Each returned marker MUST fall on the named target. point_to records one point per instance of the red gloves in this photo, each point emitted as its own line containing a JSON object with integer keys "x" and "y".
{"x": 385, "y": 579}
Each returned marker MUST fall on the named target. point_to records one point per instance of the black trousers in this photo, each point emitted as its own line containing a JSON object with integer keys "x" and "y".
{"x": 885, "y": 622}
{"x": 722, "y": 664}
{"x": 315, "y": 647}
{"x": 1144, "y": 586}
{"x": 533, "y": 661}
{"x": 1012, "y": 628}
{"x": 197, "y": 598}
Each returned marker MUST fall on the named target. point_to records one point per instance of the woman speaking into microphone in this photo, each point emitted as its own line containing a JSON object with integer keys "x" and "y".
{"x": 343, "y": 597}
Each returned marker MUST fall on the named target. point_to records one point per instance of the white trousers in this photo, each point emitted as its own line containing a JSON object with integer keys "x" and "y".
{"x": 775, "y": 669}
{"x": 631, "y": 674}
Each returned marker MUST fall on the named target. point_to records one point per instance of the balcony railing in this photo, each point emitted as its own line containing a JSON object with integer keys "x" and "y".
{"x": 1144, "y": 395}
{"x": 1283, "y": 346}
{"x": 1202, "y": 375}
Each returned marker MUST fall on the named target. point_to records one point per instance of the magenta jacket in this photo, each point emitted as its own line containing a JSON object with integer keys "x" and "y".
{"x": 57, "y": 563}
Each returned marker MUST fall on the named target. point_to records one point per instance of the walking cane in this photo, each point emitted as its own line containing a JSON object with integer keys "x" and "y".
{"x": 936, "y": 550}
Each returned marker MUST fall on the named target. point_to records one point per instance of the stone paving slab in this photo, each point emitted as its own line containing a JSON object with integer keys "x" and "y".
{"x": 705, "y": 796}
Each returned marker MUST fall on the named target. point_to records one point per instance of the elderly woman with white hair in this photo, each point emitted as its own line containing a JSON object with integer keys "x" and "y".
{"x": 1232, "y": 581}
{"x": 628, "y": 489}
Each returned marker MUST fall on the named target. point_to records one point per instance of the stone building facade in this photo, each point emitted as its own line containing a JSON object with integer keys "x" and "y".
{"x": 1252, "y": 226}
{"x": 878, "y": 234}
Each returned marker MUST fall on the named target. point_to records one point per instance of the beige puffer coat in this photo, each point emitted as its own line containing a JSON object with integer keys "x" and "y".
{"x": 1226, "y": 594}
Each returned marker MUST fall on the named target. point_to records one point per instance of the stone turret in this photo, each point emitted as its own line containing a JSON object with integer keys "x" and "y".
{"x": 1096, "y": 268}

YOUR INSTRUCTIONS:
Copy out all of the data above, switching every "marker" to "pin" and leaving everything else unchanged.

WRITTEN RESPONSE:
Each returned pin MUST fall on the named target. point_to records one point per instance of the red gloves in this photo, each point emitted as its own line containing a JSON object with integer keys "x" and "y".
{"x": 385, "y": 579}
Each returned pin MUST fall on the named target. point_to records one point per instance of the black trousers in this photo, each point emitted as its own line containing a JSON object with integer keys "x" and "y".
{"x": 885, "y": 622}
{"x": 722, "y": 664}
{"x": 315, "y": 647}
{"x": 1144, "y": 586}
{"x": 533, "y": 661}
{"x": 1012, "y": 628}
{"x": 197, "y": 598}
Each returned pin MUST fall on the named target. point_to records one point per instance of the woman speaking into microphone in this photo, each point emitted as its own line containing a JSON object with integer keys "x" and "y".
{"x": 343, "y": 597}
Each returned pin MUST fall on the named target. point_to records one point per instance of the white trousers in this photo, each point emitted as its own line containing a JSON object with integer keys "x" and "y".
{"x": 775, "y": 669}
{"x": 631, "y": 674}
Each returned pin MUST fall on the named target. point_to records one point per instance of the balcony railing in this photo, each point emitted as its own line containing a JSON object with integer keys "x" and "y".
{"x": 1144, "y": 395}
{"x": 1283, "y": 346}
{"x": 1202, "y": 375}
Each returned pin MUST fall on the named target. point_to records one point per instance of the magenta jacket in this photo, each point emitted as its own line containing a JSON object with integer keys "x" and "y".
{"x": 57, "y": 563}
Each returned pin MUST fall on the named target. point_to records one point per instance of the walking cane in this photo, each point emitted as its own line containing a JSON object with integer keys "x" and "y".
{"x": 936, "y": 550}
Each returned pin MUST fall on the named target. point_to records one point per instance of the stone paving slab in this photo, each point emitted as its own line containing a JSON object with integer keys "x" and "y".
{"x": 705, "y": 796}
Each returned pin MUST fall on the named target. point_to records one point per instance of the elderly woman with white hair in this photo, each point emitted as its own line containing a JSON object with integer keys "x" and "y".
{"x": 1232, "y": 581}
{"x": 628, "y": 489}
Each returned pin MUST fall on the named target. point_to records one point per instance of the stone building facade in this photo, each point emitted as its own line containing a JSON object with integer keys "x" and "y".
{"x": 1252, "y": 226}
{"x": 878, "y": 234}
Each returned pin MUST fall on the named target. point_to records one point per instance of the beige puffer coat in this photo, each point emitted as its own line containing a JSON object with integer keys "x" and "y".
{"x": 1226, "y": 594}
Each returned pin MUST fall on the named target. point_to records one point per instance of the stone turret in this photo, each point emitted as its own line containing a JSON object with integer keys "x" and "y".
{"x": 1096, "y": 268}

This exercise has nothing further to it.